* **Problem requirements**: Reproduce word for word every line of the entries below, from the line containing "ok so i need the box for the concrete sign" through the final line, and nothing else.

----

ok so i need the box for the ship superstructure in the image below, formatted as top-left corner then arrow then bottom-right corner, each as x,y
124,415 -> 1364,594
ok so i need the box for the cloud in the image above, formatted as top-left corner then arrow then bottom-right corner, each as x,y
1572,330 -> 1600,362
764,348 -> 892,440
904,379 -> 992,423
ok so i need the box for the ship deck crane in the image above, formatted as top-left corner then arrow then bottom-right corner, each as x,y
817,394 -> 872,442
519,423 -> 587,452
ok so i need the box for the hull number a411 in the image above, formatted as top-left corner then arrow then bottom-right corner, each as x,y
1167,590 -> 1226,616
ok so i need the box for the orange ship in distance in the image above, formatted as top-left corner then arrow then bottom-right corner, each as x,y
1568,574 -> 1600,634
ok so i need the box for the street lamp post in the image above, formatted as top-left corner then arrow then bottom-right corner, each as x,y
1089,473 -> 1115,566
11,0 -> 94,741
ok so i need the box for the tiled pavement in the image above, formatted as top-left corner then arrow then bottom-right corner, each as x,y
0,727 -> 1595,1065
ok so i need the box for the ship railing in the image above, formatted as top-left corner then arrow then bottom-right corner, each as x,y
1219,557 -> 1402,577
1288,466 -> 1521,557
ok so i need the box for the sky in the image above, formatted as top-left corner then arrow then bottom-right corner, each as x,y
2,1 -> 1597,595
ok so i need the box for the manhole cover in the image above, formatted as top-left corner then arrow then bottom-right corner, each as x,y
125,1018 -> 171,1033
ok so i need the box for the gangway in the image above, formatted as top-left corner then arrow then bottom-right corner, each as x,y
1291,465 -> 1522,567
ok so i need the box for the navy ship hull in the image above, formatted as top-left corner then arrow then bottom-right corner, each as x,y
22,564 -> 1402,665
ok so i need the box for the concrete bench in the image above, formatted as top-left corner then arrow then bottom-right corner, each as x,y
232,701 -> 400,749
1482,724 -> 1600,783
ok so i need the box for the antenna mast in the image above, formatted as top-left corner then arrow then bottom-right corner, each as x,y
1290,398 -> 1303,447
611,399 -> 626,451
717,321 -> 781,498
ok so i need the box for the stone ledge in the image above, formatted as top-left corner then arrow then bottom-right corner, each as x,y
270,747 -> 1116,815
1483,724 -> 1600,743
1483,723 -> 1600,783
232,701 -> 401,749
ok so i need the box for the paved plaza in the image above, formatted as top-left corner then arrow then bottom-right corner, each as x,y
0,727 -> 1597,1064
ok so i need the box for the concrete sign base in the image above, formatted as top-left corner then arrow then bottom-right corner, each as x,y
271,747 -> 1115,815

----

* **Solution**:
ok so i need the box for the concrete sign base in the image above, formatted as top-left corner then arrow then bottom-right corner, each as x,y
271,747 -> 1115,815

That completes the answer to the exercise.